[Point annotation dataset records]
************
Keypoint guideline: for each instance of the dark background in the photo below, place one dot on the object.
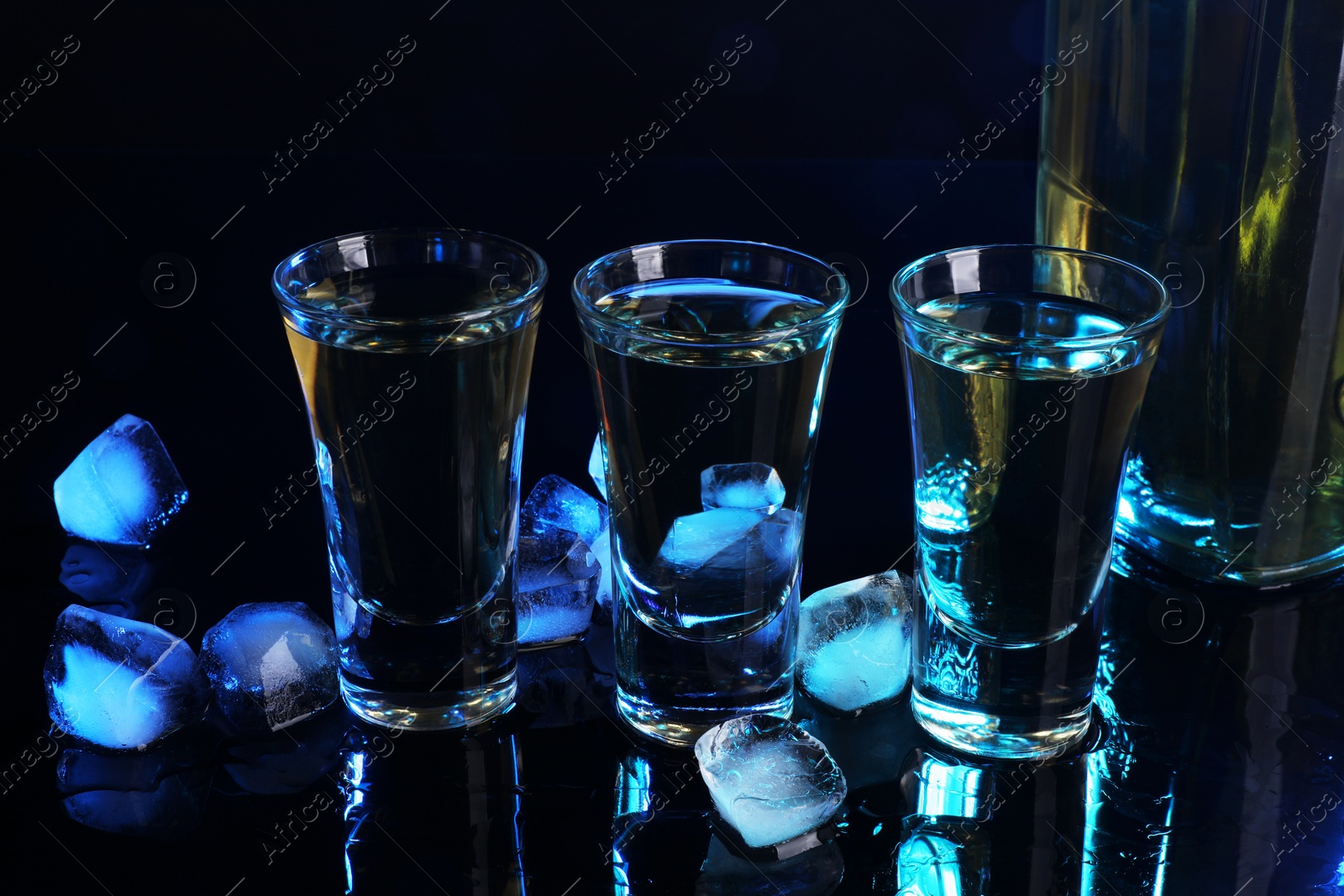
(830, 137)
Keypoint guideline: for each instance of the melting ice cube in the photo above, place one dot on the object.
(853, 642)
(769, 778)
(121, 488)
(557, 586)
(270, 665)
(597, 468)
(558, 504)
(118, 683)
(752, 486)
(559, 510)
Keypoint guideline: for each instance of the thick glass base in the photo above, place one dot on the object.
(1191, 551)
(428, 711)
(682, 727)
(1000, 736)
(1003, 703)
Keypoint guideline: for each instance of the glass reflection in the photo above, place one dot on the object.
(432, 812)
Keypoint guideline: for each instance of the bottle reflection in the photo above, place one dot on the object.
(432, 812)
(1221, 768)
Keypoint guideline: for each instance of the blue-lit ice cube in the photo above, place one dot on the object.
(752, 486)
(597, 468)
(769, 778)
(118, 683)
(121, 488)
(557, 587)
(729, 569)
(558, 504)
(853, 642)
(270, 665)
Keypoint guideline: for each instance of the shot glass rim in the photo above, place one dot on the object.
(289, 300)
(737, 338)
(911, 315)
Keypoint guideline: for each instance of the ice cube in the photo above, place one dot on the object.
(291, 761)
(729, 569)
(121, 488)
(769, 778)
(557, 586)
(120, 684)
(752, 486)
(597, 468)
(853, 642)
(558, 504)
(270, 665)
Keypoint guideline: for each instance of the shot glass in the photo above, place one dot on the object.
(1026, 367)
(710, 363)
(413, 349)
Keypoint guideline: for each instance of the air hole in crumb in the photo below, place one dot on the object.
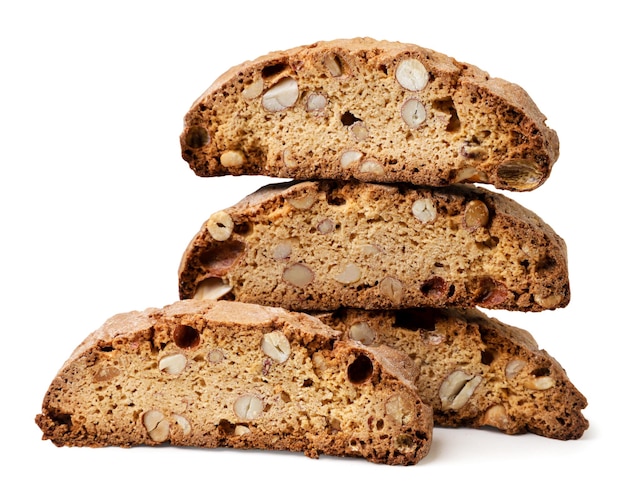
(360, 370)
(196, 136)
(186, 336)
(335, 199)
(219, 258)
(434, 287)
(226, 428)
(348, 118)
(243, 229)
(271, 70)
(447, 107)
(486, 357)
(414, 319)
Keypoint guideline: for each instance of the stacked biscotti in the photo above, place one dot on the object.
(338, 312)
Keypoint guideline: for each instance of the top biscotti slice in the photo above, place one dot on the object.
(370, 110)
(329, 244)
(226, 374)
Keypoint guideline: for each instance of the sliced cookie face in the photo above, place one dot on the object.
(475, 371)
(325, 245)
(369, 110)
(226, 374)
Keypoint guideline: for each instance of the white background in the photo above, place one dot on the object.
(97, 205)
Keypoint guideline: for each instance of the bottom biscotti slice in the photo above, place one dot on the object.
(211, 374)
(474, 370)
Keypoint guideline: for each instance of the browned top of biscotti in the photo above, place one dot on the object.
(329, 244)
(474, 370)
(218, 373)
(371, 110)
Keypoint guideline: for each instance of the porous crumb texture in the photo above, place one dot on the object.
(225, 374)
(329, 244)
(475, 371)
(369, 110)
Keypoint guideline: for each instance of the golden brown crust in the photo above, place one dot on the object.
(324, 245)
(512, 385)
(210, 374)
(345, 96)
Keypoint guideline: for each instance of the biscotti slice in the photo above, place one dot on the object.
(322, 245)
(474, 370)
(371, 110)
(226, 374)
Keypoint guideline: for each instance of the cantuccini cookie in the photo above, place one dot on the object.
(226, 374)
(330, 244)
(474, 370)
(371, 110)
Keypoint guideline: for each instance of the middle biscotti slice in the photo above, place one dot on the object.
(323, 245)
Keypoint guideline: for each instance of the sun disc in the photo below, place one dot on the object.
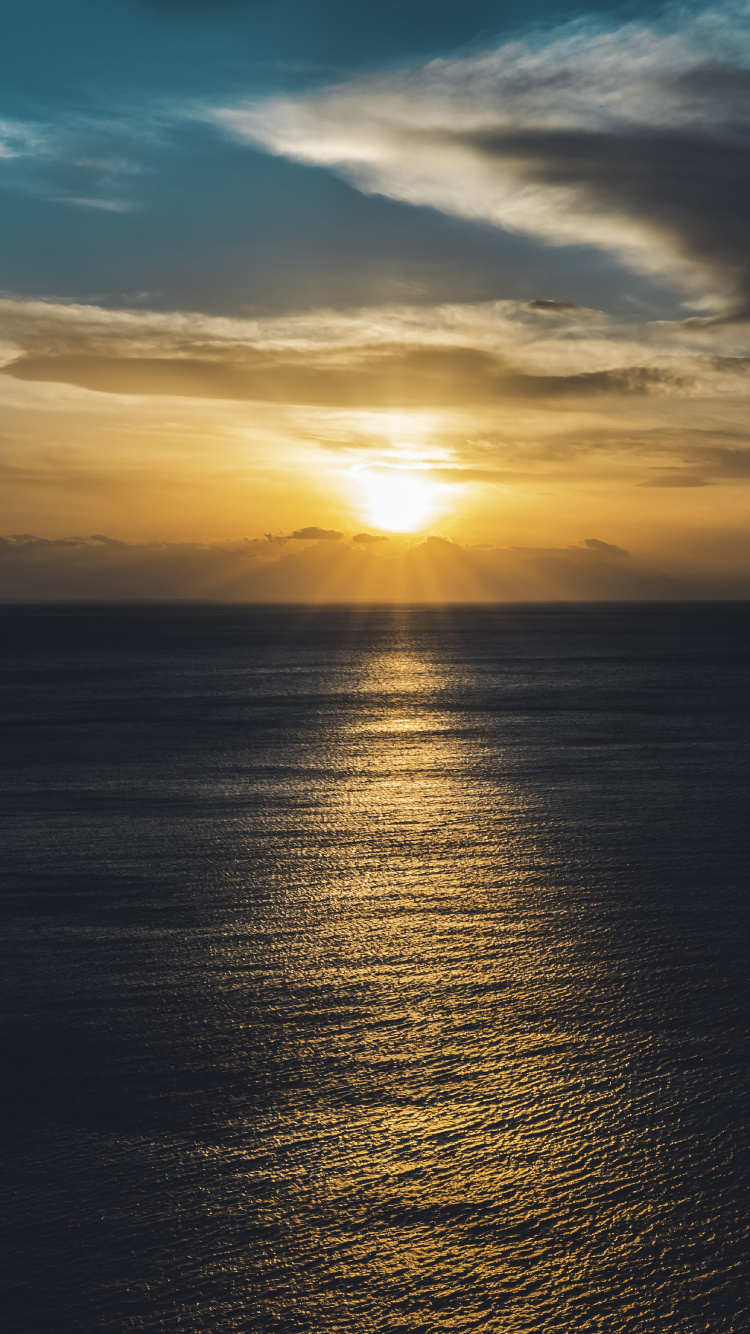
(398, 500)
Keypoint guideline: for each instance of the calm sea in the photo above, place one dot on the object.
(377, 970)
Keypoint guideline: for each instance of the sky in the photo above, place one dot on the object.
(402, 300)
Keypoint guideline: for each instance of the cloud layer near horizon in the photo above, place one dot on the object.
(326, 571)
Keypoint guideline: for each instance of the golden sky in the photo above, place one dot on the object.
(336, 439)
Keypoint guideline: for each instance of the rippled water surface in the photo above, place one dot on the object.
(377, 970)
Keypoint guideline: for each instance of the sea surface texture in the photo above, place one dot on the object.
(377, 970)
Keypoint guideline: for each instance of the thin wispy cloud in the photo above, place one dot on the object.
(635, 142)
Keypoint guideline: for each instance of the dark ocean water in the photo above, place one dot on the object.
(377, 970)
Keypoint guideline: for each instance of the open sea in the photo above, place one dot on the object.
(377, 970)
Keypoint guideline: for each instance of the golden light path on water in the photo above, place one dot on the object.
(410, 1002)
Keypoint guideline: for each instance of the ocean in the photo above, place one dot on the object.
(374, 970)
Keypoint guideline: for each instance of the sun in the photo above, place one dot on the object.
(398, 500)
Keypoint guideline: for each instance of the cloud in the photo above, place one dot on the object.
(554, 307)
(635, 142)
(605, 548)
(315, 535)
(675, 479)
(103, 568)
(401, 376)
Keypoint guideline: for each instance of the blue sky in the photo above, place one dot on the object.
************
Take the entries shown above and quote them verbatim, passing over the pictures.

Task answer.
Keypoint guideline: for each instance of the dark background in the photo below, place one dot on the object.
(830, 137)
Keypoint guideline: for each instance of the melting ice cube in the photo above, place one dot on the object.
(853, 642)
(769, 778)
(121, 488)
(557, 586)
(270, 665)
(597, 468)
(558, 504)
(118, 683)
(752, 486)
(559, 510)
Keypoint guideline: for each instance of the thick glass base in the photo above, place one dot on the object.
(1191, 551)
(428, 711)
(682, 727)
(1000, 736)
(1003, 703)
Keypoint guideline: for each instance of the glass reflection in the photo above, place one dot on the object.
(432, 812)
Keypoint guideline: for each instance of the bottle reflection in the photo above, place one dot on the object.
(432, 812)
(1221, 768)
Keypoint guideline: for each instance of the blue-lit ice cube in the photo above, place one dot on the object.
(752, 486)
(597, 468)
(769, 778)
(118, 683)
(121, 488)
(557, 587)
(729, 569)
(558, 504)
(853, 642)
(270, 665)
Keypoint guideline: for each instance of the shot glass rim in the photo above, place one dot on the object.
(289, 300)
(737, 338)
(911, 315)
Keypoint guideline: for each instance of the ice cube in the photo above, place one dot on the object.
(291, 761)
(729, 569)
(121, 488)
(769, 778)
(557, 586)
(120, 684)
(752, 486)
(597, 468)
(853, 642)
(558, 504)
(270, 665)
Keypoint guideline: for each instance of the shot glass in the photo above, place one dot on the object.
(1026, 367)
(710, 363)
(413, 349)
Keypoint guideline: for each instance of the air hole in crumb in the photo below, place one dot on the object.
(360, 370)
(196, 136)
(186, 336)
(335, 199)
(219, 258)
(434, 287)
(226, 428)
(348, 118)
(243, 229)
(271, 70)
(447, 107)
(486, 357)
(414, 319)
Keypoint guideline: for each instance of the stacked biscotti in the photo above, place one dot on the object.
(338, 312)
Keypoint guideline: for each instance of the top biscotti slice in the photo above, place one dot on the object.
(370, 110)
(329, 244)
(226, 374)
Keypoint guideline: for each instance of the sliced cookie face in the photo above, place one dot on the object.
(475, 371)
(325, 245)
(369, 110)
(226, 374)
Keypoint guideline: for each instance of the white background in the photo above, place one dot on the object.
(97, 205)
Keypoint guideline: for each instance of the bottom biscotti slice in the photo above, place one dot on the object.
(211, 374)
(474, 370)
Keypoint guideline: for each instance of the browned top of biscotti in the photo above, place one dot on the object.
(329, 244)
(474, 370)
(218, 373)
(371, 110)
Keypoint guideline: for each instance of the porous crumb texture in the photo above, place one dot on the object.
(225, 374)
(329, 244)
(475, 371)
(369, 110)
Keypoint guideline: for each instance of the golden brown crust in the photo above, place one dot on the object.
(324, 245)
(512, 385)
(210, 374)
(345, 96)
Keypoint guideline: for each instance of the biscotti slice in the photo above, place one dot on the object.
(322, 245)
(474, 370)
(371, 110)
(226, 374)
Keypoint guideline: for each instance of the cantuccini cookie in the photo above, place one dot on the object.
(226, 374)
(330, 244)
(474, 370)
(371, 110)
Keypoint guideline: for each instance of the middle biscotti slice in the photo above, place one dot on the object.
(323, 245)
Keypoint guideline: for each instance of the sun disc in the photo below, place one dot on the object.
(398, 500)
Keypoint guideline: for each instance of the calm sea in the photo above, place one dot on the object.
(377, 970)
Keypoint guideline: for each instance of the sky in the photo above, place one dot on the object.
(402, 300)
Keypoint guideline: for each instance of the cloud layer near horizon in the photo above, place one dot on the object.
(326, 571)
Keypoint guideline: for each instance of the golden sky in the photo above, place one dot on the object.
(336, 439)
Keypoint guideline: for each instance of the rippled water surface in the photo above, place one dot on the object.
(377, 970)
Keypoint guideline: for each instance of the sea surface texture in the photo above, place one dot on the object.
(377, 970)
Keypoint guideline: for each instance of the thin wispy cloud in the photo above, place one dot on the object.
(635, 142)
Keypoint guideline: for each instance of the dark ocean water in the photo above, place one dot on the object.
(377, 970)
Keypoint guideline: for each instance of the open sea in the photo above, place one dot on the object.
(377, 970)
Keypoint guideline: for each instance of the golden light path on water in the photo above, place one dot on the object.
(410, 1002)
Keypoint guideline: for each instance of the ocean in the photo above, place one dot on the object.
(374, 970)
Keypoint guideline: for each instance of the sun in the photo above, place one dot on the object.
(398, 500)
Keypoint guideline: for each instance of the cloud in the photo above, place one dot on the object.
(554, 307)
(635, 142)
(605, 548)
(315, 535)
(675, 479)
(103, 568)
(401, 376)
Keypoint guideline: for each instance of the blue sky in the photo above, place one dot on the object.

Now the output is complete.